AIM OF THE TASK
Which lines in the entries below contain the word "trunk", with case counting? Report each such line in full.

SUPPLIED INFORMATION
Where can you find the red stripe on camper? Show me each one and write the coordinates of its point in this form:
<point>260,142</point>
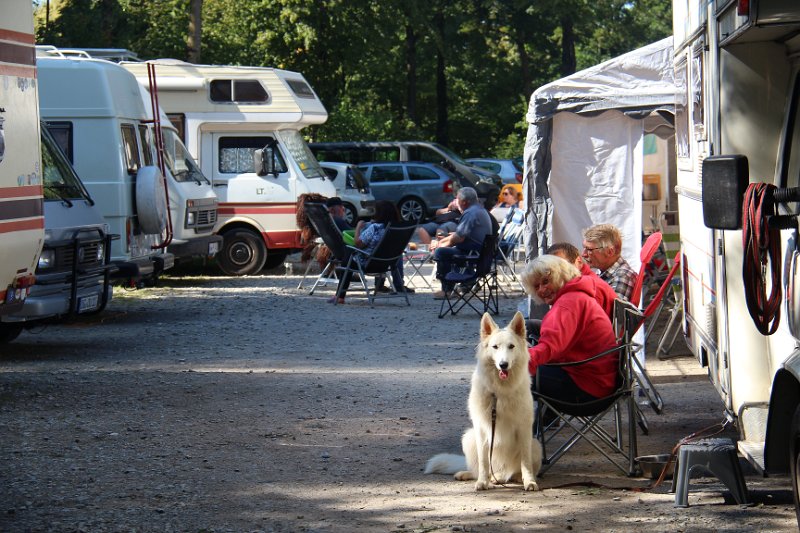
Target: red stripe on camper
<point>19,192</point>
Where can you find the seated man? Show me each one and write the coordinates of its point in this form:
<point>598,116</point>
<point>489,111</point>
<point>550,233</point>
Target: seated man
<point>474,226</point>
<point>602,249</point>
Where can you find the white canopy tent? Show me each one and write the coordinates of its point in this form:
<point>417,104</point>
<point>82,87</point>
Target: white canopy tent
<point>583,153</point>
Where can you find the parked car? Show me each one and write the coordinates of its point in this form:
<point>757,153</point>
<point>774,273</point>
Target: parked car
<point>486,183</point>
<point>418,189</point>
<point>353,188</point>
<point>509,170</point>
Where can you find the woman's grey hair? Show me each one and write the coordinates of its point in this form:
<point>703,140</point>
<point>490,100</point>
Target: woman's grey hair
<point>468,194</point>
<point>557,269</point>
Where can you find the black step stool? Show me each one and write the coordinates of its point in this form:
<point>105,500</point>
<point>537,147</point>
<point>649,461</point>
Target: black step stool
<point>718,456</point>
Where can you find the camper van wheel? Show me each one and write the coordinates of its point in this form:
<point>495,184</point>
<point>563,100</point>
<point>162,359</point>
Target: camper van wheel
<point>794,461</point>
<point>350,214</point>
<point>243,253</point>
<point>9,332</point>
<point>411,209</point>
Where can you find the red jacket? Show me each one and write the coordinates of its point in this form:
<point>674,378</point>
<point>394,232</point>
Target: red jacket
<point>603,292</point>
<point>576,328</point>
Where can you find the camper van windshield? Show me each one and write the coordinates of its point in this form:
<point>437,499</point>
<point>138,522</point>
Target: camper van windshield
<point>60,181</point>
<point>296,146</point>
<point>179,161</point>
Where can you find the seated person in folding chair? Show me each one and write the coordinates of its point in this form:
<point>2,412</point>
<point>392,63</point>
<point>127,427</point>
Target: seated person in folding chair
<point>444,223</point>
<point>474,226</point>
<point>575,328</point>
<point>509,198</point>
<point>602,249</point>
<point>603,292</point>
<point>367,238</point>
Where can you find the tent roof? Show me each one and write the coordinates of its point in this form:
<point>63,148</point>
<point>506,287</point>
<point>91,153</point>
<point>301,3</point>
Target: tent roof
<point>639,81</point>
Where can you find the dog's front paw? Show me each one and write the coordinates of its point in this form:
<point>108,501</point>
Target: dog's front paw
<point>531,485</point>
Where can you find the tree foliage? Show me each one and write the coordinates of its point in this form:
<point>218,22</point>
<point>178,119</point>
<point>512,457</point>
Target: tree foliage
<point>454,70</point>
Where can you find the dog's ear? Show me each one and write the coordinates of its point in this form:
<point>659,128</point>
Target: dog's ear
<point>488,325</point>
<point>517,325</point>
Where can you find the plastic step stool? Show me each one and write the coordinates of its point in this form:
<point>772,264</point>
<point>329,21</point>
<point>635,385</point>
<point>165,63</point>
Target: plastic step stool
<point>718,456</point>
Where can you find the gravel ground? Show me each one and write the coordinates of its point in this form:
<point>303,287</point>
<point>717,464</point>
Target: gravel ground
<point>243,404</point>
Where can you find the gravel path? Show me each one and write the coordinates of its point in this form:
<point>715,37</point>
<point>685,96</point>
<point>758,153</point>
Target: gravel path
<point>243,404</point>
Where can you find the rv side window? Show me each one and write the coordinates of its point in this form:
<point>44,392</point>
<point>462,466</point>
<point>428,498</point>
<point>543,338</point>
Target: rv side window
<point>386,173</point>
<point>148,155</point>
<point>421,173</point>
<point>681,111</point>
<point>246,91</point>
<point>236,154</point>
<point>131,148</point>
<point>62,134</point>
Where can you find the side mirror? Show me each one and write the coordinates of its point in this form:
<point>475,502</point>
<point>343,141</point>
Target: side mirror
<point>264,160</point>
<point>725,180</point>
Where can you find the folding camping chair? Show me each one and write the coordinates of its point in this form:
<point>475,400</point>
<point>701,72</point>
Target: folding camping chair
<point>326,228</point>
<point>590,421</point>
<point>386,254</point>
<point>510,236</point>
<point>476,279</point>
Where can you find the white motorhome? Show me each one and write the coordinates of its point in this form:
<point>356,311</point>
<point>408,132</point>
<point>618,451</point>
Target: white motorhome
<point>93,109</point>
<point>73,275</point>
<point>737,122</point>
<point>21,206</point>
<point>226,114</point>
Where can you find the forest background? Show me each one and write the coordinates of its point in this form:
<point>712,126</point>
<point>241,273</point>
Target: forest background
<point>459,72</point>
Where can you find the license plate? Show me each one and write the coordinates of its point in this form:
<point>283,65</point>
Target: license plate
<point>88,303</point>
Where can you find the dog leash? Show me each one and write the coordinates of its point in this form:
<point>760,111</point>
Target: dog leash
<point>703,433</point>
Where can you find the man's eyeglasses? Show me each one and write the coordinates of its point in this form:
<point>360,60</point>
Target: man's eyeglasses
<point>590,250</point>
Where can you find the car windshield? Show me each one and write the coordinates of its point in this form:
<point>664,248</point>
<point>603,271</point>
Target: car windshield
<point>179,161</point>
<point>60,181</point>
<point>296,146</point>
<point>451,154</point>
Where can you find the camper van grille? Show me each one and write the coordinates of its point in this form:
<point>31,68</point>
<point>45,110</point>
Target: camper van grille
<point>207,217</point>
<point>87,254</point>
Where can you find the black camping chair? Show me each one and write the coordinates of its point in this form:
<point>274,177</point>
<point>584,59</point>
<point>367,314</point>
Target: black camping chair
<point>588,421</point>
<point>326,228</point>
<point>386,254</point>
<point>475,281</point>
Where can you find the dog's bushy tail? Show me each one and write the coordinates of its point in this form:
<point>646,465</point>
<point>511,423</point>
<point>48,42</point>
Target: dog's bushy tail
<point>446,463</point>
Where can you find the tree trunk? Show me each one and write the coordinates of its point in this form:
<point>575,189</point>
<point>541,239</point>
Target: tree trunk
<point>568,62</point>
<point>195,30</point>
<point>441,81</point>
<point>411,73</point>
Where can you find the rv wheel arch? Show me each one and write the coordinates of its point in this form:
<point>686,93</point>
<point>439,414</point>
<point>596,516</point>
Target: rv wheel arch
<point>243,253</point>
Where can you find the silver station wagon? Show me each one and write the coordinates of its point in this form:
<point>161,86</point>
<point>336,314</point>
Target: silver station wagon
<point>417,189</point>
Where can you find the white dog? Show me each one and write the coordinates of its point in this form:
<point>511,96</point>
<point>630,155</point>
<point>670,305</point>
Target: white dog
<point>500,383</point>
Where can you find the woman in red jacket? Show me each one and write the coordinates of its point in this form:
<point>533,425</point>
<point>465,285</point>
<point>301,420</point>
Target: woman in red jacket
<point>575,328</point>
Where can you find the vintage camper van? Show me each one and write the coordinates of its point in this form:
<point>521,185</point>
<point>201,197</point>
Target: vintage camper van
<point>73,275</point>
<point>94,111</point>
<point>21,208</point>
<point>226,114</point>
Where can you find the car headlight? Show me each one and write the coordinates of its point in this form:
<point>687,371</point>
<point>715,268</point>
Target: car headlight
<point>47,259</point>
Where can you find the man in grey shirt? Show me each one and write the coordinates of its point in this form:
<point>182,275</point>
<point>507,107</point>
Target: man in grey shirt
<point>474,226</point>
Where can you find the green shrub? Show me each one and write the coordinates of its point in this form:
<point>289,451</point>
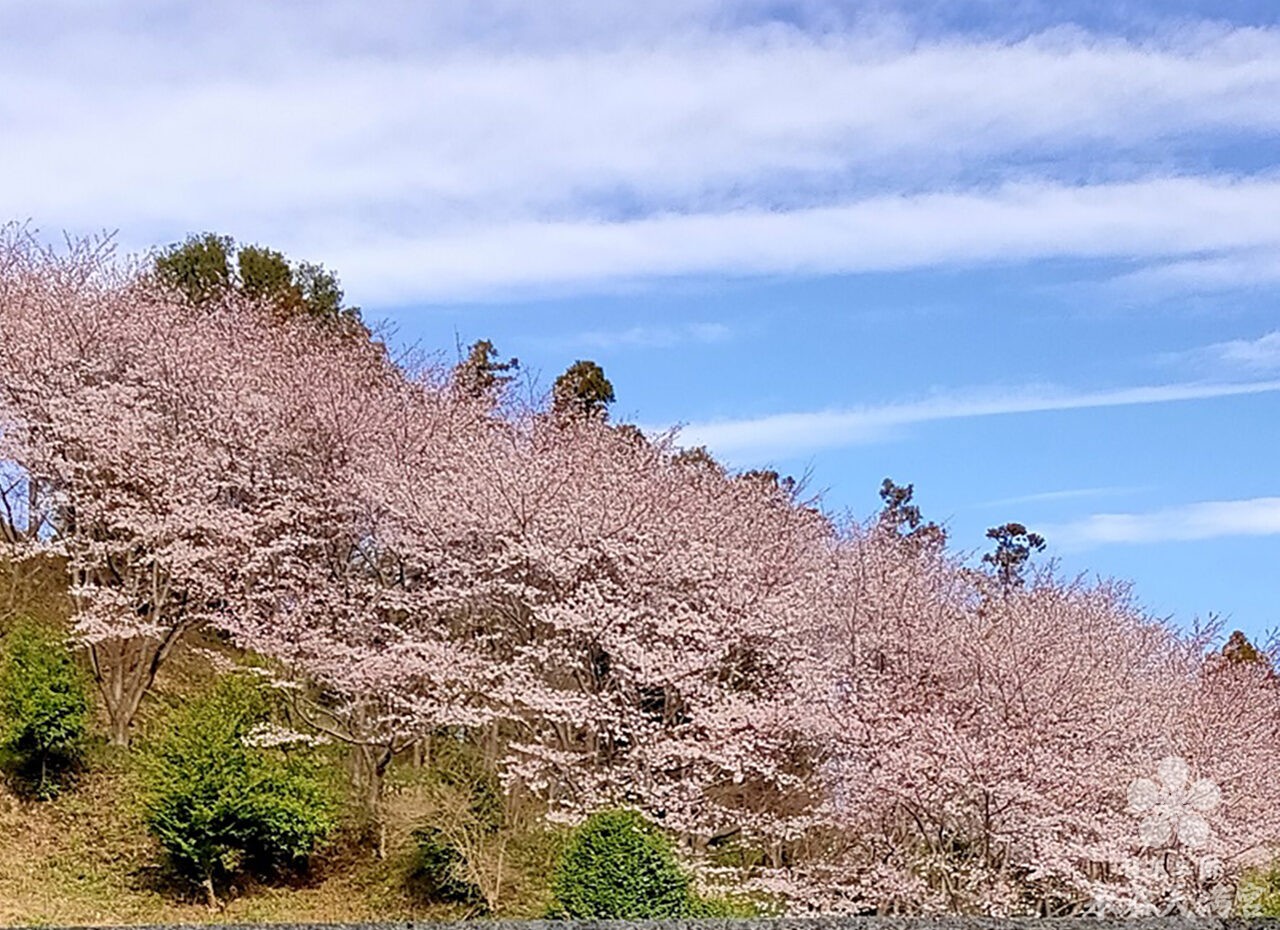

IN RESPONSE
Where can you find the tree trunk? Show me each one and write the coordinates of its point in this form:
Target: tree trunk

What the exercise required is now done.